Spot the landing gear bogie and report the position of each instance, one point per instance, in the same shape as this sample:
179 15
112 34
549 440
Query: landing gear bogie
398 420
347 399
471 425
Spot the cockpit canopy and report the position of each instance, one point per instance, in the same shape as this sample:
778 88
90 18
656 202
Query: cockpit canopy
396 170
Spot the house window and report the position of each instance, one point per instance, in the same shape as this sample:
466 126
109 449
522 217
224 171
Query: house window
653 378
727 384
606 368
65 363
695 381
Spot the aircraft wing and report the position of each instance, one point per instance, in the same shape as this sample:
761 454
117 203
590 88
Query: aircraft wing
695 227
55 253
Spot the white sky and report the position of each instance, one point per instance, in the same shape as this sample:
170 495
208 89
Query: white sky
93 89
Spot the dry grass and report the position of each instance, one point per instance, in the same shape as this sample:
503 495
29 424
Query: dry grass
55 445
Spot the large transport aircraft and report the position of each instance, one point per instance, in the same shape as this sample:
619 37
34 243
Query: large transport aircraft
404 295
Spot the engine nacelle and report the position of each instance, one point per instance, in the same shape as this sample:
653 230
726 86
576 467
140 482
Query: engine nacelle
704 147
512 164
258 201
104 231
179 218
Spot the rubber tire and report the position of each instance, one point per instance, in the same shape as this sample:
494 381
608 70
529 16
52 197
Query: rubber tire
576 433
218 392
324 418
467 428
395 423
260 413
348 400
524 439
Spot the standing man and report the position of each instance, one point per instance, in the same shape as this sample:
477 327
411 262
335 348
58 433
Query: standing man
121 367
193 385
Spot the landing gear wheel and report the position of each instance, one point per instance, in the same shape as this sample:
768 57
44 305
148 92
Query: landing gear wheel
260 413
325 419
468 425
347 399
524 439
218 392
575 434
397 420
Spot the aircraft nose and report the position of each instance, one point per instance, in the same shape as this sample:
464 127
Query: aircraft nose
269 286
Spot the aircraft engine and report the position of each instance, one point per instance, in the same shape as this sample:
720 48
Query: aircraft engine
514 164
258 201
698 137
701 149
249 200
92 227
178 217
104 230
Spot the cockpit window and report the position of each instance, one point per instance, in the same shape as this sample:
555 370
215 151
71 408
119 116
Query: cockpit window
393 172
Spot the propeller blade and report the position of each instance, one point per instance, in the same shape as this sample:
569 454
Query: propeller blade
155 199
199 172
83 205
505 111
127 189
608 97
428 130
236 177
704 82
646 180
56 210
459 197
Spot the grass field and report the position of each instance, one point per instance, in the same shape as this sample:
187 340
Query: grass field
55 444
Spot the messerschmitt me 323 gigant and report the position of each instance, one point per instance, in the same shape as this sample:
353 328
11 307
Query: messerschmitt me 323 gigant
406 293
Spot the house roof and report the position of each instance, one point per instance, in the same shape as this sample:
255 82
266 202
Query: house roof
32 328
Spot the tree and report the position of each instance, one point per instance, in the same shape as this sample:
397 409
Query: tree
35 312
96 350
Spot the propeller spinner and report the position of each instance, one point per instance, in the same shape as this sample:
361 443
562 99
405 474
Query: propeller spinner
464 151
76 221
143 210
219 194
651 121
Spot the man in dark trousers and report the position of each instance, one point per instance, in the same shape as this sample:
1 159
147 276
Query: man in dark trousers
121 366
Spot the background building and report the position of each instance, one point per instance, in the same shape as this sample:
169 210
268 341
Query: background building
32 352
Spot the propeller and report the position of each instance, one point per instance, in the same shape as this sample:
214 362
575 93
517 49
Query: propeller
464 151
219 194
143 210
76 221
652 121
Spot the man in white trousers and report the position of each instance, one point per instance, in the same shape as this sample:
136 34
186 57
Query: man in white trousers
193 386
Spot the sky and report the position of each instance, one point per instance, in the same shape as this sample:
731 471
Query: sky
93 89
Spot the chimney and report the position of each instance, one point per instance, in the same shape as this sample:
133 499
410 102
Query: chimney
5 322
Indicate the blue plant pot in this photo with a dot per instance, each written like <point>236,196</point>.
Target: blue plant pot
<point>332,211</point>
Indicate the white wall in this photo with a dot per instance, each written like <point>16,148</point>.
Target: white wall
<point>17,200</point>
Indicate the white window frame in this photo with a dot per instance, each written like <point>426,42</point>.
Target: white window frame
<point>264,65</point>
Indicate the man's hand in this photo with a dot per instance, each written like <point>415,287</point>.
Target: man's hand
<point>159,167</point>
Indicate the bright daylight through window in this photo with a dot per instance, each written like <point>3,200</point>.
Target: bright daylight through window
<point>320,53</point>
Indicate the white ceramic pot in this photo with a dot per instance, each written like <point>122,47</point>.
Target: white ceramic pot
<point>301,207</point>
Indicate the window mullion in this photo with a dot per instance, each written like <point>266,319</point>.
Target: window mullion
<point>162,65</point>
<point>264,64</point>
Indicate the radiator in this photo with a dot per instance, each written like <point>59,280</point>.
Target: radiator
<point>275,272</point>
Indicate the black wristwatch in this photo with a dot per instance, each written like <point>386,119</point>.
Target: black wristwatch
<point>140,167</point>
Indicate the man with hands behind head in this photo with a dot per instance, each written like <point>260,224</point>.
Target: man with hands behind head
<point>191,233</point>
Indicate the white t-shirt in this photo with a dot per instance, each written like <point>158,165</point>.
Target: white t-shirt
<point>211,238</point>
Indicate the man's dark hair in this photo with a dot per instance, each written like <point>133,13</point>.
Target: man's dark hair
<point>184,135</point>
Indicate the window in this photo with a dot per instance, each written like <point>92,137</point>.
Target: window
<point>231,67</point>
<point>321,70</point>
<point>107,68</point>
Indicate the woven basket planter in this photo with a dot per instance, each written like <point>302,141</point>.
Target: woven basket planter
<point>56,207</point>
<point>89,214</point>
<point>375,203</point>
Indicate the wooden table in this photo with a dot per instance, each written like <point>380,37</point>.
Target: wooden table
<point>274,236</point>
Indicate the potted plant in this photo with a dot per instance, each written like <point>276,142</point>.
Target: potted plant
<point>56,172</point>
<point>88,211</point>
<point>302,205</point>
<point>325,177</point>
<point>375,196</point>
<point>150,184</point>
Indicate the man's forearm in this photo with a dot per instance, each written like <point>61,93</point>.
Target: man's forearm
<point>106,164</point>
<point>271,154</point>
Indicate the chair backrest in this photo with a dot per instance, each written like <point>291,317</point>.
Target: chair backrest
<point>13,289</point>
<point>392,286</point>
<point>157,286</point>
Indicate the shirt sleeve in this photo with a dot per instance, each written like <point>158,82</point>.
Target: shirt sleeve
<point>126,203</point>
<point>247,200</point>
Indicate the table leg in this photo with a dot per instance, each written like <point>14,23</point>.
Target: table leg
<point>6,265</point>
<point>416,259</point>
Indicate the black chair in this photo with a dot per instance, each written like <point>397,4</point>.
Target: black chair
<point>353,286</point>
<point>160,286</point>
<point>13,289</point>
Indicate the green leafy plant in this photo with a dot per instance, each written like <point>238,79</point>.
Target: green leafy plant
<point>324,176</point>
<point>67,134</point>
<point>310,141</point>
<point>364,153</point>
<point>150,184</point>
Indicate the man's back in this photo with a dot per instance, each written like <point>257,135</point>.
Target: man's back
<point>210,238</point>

### Assignment
An identical copy of the preceding records should be returned.

### Solution for this exercise
Spot the landing gear bogie and report the position of each instance, one point per instance, in the same shape as this sample:
179 15
112 34
549 440
Query: landing gear bogie
398 420
347 399
471 425
Spot the cockpit canopy and report the position of each instance, one point per instance, in the same shape as this sample:
778 88
90 18
656 202
Query: cockpit canopy
396 170
Spot the house window and report the position of each instance, one point per instance, in the same shape as this sample:
466 126
109 449
522 217
224 171
Query: house window
653 378
727 384
606 368
65 363
695 381
Spot the aircraft wing and report the position of each instance, one point per instance, in the same shape as this sample:
761 454
117 203
590 88
Query: aircraft wing
695 227
55 253
Spot the white sky and report the position of each instance, one point per instance, in the same shape as this sample:
170 495
208 89
Query: white sky
93 89
Spot the dry grass and report the position of each instance, one point per instance, in the same shape as this sample:
503 495
29 424
Query: dry grass
55 445
Spot the large transport aircraft and report the position of each instance, one point per instance, in the same shape as this sample:
619 37
34 243
Query: large transport aircraft
404 295
Spot the engine nacelle and report the position of each instance, one point per instance, in the same shape as this sample:
653 230
726 86
576 467
140 482
Query: engine nacelle
704 147
512 164
258 201
104 231
179 218
Spot the rubber tire and report the position of each instance, one point per instance, in the same shape as this sample:
494 381
608 70
529 16
52 197
Query: rubber tire
576 433
218 392
324 418
467 428
395 423
260 413
348 400
524 439
Spot the standing man and report the position of each instance, one point per instance, in the same shape as this sample:
477 327
411 262
335 348
58 433
Query: standing man
121 367
193 385
Spot the landing gear wheel and report the position of each instance, one point per instance, in the same shape as this sample:
768 57
44 305
148 92
Query: landing gear wheel
260 413
325 419
468 425
347 399
524 439
218 392
575 434
397 420
Spot the aircraft nose and report the position of each instance, one point per instance, in the same shape as this sample:
464 127
Query: aircraft nose
269 286
Spot the aircraft engine and report the position of each instance, one point per instance, in the same shape as this sample:
720 48
Query: aircraft engine
514 164
258 201
698 137
701 149
249 200
92 227
178 217
104 230
Spot the cockpit window and report the position of each instance, one point per instance, in the same shape as this sample:
555 370
215 151
71 408
119 116
Query: cockpit window
393 172
Spot the propeller blade and report the position of each instance, one point per instance, in the same shape as this sample:
569 454
Query: propeller blade
155 199
199 172
83 205
505 111
127 189
608 97
428 130
236 177
704 82
646 180
56 210
459 197
Spot the grass field and report the position of each instance, one point per instance, in the same shape as this sample:
187 340
Query: grass field
55 444
Spot the messerschmitt me 323 gigant and report the position of each instance, one point per instance, in the same shape as this sample:
353 328
11 307
Query: messerschmitt me 323 gigant
406 293
Spot the house roof and report the position of each instance, one point per instance, in the same shape as this sample:
255 82
266 202
Query: house roof
32 328
Spot the tree and report the position of each instance, one point per instance, in the same shape as this sample:
397 409
Query: tree
35 312
96 350
Spot the propeller spinner and report the position of each instance, one point per instance, in the same shape as this sample:
361 443
562 99
405 474
Query: propeller spinner
464 151
76 221
143 210
219 194
651 121
Spot the man in dark trousers and report the position of each instance, one point per instance, in the same shape as this sample:
1 159
147 276
Query: man in dark trousers
121 366
Spot the background building and report the position of each instance, one point per instance, in the same shape as this sample:
169 210
268 341
Query: background building
32 352
Spot the propeller and report the position of each instance, one point per instance, in the same shape as this sample:
214 362
575 93
517 49
Query: propeller
464 151
219 194
143 210
76 221
652 121
Spot the man in white trousers and report the position of each instance, one point per instance, in the same shape as this sample:
136 34
186 57
Query: man in white trousers
193 386
Spot the sky and report the position of each instance, one point per instance, in the same shape as this sample:
731 471
Query: sky
93 89
Spot the chimney and report the position of each instance, one point per instance, in the same shape as this sample:
133 499
410 102
Query: chimney
5 322
Indicate the blue plant pot in this photo with a dot per instance, each written like <point>236,196</point>.
Target: blue plant pot
<point>332,211</point>
Indicate the white wall in this photo with a dot per instance, each written like <point>16,148</point>.
Target: white wall
<point>17,200</point>
Indicate the white window frame in this photo with a dot per instance, each written like <point>426,42</point>.
Target: white window frame
<point>264,65</point>
Indicate the man's hand in this photo with a dot per instance, each written like <point>415,287</point>.
Target: man's hand
<point>159,167</point>
Indicate the bright daylight through window in this photo with a dot per instance, each written like <point>3,200</point>.
Target: bright daylight through window
<point>320,53</point>
Indicate the white ceramic pot in this photo with a dot per instance, each written like <point>122,47</point>.
Target: white ceramic pot
<point>301,207</point>
Indicate the window mullion in this photo with a dot per instance, each written like <point>266,319</point>.
Target: window mullion
<point>162,65</point>
<point>264,64</point>
Indicate the radiator in this photo with a dot per instance, each written like <point>59,280</point>.
Target: radiator
<point>275,272</point>
Indicate the black wristwatch in this photo with a dot per instance, each written like <point>386,119</point>.
Target: black wristwatch
<point>140,167</point>
Indicate the man with hands behind head in this photo with a dot per instance, each written like <point>260,224</point>.
Target: man with hands behind head
<point>191,233</point>
Indicate the white t-shirt in this photo with a dot per instance, each written like <point>158,165</point>.
Target: white t-shirt
<point>211,238</point>
Indicate the man's dark hair in this photo with a dot per instance, each written like <point>133,13</point>.
Target: man's dark hair
<point>184,135</point>
Indicate the window in this photo with a dot per instance, each written like <point>92,137</point>.
Target: window
<point>231,67</point>
<point>321,70</point>
<point>107,68</point>
Indicate the woven basket planter in this photo with a dot per instance, each written like <point>302,141</point>.
Target: woven basket planter
<point>56,207</point>
<point>89,214</point>
<point>375,203</point>
Indicate the wooden table in this photo with a dot per instance, each written like <point>380,37</point>.
Target: wooden table
<point>274,236</point>
Indicate the potted plant in this photo with a dot per instance, each written like <point>276,142</point>.
Target: potted plant
<point>56,172</point>
<point>88,211</point>
<point>302,205</point>
<point>325,177</point>
<point>375,196</point>
<point>150,184</point>
Indicate the man's forearm in this photo with a dot per instance, each written like <point>61,93</point>.
Target: man's forearm
<point>106,164</point>
<point>271,154</point>
Indicate the chair backrest in this photo with a dot per instance, each written like <point>291,317</point>.
Target: chair backrest
<point>13,289</point>
<point>392,286</point>
<point>157,286</point>
Indicate the shirt sleeve in this photo with a dot per instance, each written like <point>158,82</point>.
Target: shirt sleeve
<point>126,203</point>
<point>247,200</point>
Indicate the table leg in this photo with a dot per instance, each written like <point>14,23</point>.
Target: table leg
<point>6,265</point>
<point>416,259</point>
Indicate the black chair in this photo with a dot per instance, each written like <point>397,4</point>.
Target: black chair
<point>353,286</point>
<point>160,286</point>
<point>13,289</point>
Indicate the green leafy plant in this photo with a dot per instance, each written like <point>238,79</point>.
Target: green leafy plant
<point>324,176</point>
<point>67,134</point>
<point>310,141</point>
<point>364,153</point>
<point>150,184</point>
Indicate the man's back in this photo with a dot per instance, each written like <point>257,135</point>.
Target: man's back
<point>210,238</point>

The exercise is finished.